§ **Directions**
Your task is to output the entries below word for word.

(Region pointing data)
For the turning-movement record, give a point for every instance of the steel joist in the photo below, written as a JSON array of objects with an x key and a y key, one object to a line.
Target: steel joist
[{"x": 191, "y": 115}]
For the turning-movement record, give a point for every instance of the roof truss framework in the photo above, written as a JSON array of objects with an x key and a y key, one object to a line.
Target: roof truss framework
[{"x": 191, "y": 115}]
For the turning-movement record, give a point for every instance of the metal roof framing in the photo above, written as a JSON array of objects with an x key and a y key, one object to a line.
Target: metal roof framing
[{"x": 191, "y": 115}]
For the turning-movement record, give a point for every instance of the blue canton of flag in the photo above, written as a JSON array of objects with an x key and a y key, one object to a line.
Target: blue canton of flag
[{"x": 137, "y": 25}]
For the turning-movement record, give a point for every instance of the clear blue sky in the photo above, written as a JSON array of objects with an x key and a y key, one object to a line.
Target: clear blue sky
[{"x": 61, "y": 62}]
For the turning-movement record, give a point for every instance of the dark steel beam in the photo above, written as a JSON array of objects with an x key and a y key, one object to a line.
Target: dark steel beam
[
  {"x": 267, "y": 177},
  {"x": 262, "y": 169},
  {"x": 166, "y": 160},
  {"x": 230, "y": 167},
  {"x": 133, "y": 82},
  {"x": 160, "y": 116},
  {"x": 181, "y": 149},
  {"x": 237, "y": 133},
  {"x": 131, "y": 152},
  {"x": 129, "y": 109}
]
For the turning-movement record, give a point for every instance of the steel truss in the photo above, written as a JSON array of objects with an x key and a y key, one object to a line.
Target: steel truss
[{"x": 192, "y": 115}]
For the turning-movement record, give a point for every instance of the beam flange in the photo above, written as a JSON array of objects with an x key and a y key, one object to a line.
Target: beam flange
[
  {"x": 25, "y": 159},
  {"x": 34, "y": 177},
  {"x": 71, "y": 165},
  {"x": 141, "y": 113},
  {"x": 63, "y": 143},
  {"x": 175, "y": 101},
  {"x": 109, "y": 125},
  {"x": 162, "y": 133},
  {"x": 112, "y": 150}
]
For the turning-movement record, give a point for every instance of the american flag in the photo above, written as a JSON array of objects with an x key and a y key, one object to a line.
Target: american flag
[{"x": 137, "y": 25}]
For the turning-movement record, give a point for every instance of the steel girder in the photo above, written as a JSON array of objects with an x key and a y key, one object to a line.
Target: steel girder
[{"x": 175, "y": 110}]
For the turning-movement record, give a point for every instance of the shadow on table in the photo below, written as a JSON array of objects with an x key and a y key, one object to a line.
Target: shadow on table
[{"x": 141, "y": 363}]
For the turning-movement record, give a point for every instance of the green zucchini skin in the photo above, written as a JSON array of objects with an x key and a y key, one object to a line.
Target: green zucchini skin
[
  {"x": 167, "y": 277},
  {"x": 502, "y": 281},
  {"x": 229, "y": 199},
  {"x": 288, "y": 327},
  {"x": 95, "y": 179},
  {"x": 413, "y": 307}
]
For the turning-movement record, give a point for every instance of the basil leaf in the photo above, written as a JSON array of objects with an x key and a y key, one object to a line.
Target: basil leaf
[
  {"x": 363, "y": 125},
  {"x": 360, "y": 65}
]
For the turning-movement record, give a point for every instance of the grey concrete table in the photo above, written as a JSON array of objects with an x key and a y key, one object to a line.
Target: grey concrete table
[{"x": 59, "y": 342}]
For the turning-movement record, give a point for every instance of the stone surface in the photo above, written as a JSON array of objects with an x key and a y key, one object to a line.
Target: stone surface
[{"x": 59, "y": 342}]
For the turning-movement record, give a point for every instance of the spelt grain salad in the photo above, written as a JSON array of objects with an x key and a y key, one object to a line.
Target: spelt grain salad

§ **Exercise output**
For the turning-movement record, give a point for every instance of the steel joist in the photo below, written as a JSON array of objects with an x key and a y key, one object to a line.
Target: steel joist
[{"x": 191, "y": 115}]
For the turning-movement record, give a point for every instance of the roof truss framework in the photo above, written as a JSON array of objects with an x key and a y key, one object to a line.
Target: roof truss framework
[{"x": 191, "y": 115}]
For the turning-movement record, give a point for every instance of the metal roof framing in the photo above, written as a JSON array of objects with an x key and a y key, one object to a line.
Target: metal roof framing
[{"x": 191, "y": 115}]
For the turning-movement record, give a point for every instance of the blue canton of flag in the photo above, written as a JSON array of objects with an x key and a y key, one object to a line.
Target: blue canton of flag
[{"x": 137, "y": 25}]
For the turning-movement record, give a point for every instance of the clear blue sky in the photo above, written as a JSON array of objects with an x key and a y key, one object to a line.
Target: clear blue sky
[{"x": 61, "y": 62}]
For the turning-movement record, give a point for every instance of the dark steel beam in the photo above, written as a JSON array of objects with an x key and a y key, one object to a line.
Target: dark steel beam
[
  {"x": 267, "y": 177},
  {"x": 262, "y": 169},
  {"x": 166, "y": 160},
  {"x": 230, "y": 167},
  {"x": 133, "y": 82},
  {"x": 160, "y": 116},
  {"x": 181, "y": 149},
  {"x": 237, "y": 133},
  {"x": 131, "y": 152},
  {"x": 129, "y": 109}
]
For the turning-movement record, give a point for every instance of the steel truss in the photo above, written as a JSON array of objects with an x key and a y key, one object to a line.
Target: steel truss
[{"x": 192, "y": 115}]
For the turning-movement record, give a point for every instance of the beam flange in the photo above, written as a JSON array of objects with an x key and a y key, one object to a line.
Target: beam flange
[
  {"x": 25, "y": 159},
  {"x": 34, "y": 177},
  {"x": 71, "y": 165},
  {"x": 141, "y": 113},
  {"x": 63, "y": 143},
  {"x": 175, "y": 101},
  {"x": 109, "y": 125},
  {"x": 162, "y": 133},
  {"x": 112, "y": 150}
]
For the turning-movement record, give a point for every instance of the american flag in the photo above, written as a JSON array of objects with an x key and a y key, one object to a line.
Target: american flag
[{"x": 137, "y": 25}]
For the turning-movement record, give a point for every instance of the steel girder in the photo above, written as a JSON array of objects with an x key and a y key, one object to a line.
Target: steel girder
[{"x": 175, "y": 110}]
For the turning-movement record, give a point for every instance of the shadow on table in the photo below, written as a JSON array of objects with an x key and a y key, one object to a line.
Target: shadow on table
[{"x": 141, "y": 363}]
For the turning-movement record, give a point for every instance of the green zucchini skin in the photo above, written as a JSON array of objects with an x key and a y key, one object to a line.
Target: green zucchini skin
[
  {"x": 167, "y": 277},
  {"x": 502, "y": 281},
  {"x": 229, "y": 199},
  {"x": 288, "y": 327},
  {"x": 95, "y": 179},
  {"x": 413, "y": 307}
]
For the turning-movement record, give a point for every instance of the basil leaf in the photo above, written as a JSON array of objects with an x key and a y key, one object to a line.
Target: basil leaf
[
  {"x": 363, "y": 125},
  {"x": 360, "y": 65}
]
For the turning-movement record, give a point for every instance of the grey concrete table in the photo above, written as a JSON array of objects with an x key and a y key, one object to a line.
Target: grey concrete table
[{"x": 59, "y": 342}]
For the turning-movement record, give a point for every instance of the stone surface in the photo above, written as a JSON array of objects with an x key and a y key, one object to a line.
Target: stone surface
[{"x": 59, "y": 342}]
For the turning-movement record, give a point for every instance of the spelt grain salad in the photo above, written as a JSON array of objects with an x key and a y key, one object to a line.
Target: spelt grain salad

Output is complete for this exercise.